— start Task material —
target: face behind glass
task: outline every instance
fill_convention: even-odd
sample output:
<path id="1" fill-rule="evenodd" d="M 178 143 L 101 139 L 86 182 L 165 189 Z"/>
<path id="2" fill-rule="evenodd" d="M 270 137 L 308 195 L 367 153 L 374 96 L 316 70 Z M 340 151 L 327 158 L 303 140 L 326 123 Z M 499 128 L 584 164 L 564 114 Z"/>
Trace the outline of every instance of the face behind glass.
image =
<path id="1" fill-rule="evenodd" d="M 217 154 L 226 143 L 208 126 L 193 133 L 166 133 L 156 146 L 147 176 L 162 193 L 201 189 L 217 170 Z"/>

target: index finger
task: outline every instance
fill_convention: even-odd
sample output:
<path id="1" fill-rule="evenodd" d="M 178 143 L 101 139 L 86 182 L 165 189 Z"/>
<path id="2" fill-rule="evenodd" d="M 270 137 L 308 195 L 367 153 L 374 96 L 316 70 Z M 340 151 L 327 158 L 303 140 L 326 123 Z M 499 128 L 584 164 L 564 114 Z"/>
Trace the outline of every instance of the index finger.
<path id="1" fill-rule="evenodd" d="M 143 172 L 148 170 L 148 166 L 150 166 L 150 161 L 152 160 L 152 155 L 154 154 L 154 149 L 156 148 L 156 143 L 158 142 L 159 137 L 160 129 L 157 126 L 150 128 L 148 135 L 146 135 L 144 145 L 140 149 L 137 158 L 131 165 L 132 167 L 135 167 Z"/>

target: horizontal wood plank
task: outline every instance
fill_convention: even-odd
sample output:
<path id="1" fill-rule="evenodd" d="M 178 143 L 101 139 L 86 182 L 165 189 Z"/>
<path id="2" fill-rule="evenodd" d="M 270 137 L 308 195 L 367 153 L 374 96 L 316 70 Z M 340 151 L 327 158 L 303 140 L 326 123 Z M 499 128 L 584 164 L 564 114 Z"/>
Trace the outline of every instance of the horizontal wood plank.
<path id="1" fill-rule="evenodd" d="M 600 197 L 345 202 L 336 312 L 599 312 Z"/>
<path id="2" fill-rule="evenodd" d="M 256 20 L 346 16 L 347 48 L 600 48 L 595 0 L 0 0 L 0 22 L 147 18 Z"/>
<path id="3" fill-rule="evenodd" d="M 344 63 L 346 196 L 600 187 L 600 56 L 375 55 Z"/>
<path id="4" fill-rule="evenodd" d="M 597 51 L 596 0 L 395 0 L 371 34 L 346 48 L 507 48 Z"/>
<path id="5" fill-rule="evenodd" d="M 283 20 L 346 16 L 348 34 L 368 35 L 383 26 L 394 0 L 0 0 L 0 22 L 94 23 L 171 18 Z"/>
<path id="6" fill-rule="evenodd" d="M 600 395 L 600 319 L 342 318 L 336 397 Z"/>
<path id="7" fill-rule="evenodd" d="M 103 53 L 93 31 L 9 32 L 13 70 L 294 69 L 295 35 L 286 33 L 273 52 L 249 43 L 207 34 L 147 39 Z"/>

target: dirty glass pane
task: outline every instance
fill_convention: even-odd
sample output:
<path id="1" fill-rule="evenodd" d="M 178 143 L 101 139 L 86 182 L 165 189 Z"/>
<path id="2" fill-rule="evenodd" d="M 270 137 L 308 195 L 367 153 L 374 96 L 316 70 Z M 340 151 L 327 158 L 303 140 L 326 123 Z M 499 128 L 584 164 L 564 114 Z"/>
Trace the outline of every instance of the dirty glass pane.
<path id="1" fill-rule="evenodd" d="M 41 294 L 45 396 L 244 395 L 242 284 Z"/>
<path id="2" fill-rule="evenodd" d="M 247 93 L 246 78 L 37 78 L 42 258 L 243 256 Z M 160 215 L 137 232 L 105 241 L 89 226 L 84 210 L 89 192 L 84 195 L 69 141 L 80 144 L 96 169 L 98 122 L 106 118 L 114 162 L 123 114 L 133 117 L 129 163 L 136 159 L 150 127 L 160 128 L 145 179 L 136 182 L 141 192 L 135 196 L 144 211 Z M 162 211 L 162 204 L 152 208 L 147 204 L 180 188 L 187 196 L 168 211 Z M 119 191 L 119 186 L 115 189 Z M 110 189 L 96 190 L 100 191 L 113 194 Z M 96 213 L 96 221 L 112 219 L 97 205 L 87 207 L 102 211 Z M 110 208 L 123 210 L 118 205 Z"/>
— end Task material —
• **What the task asks**: Find every line in the records that contains the word "pane" and copy each one.

• **The answer**:
target: dirty glass pane
Trace the outline of every instance of the dirty glass pane.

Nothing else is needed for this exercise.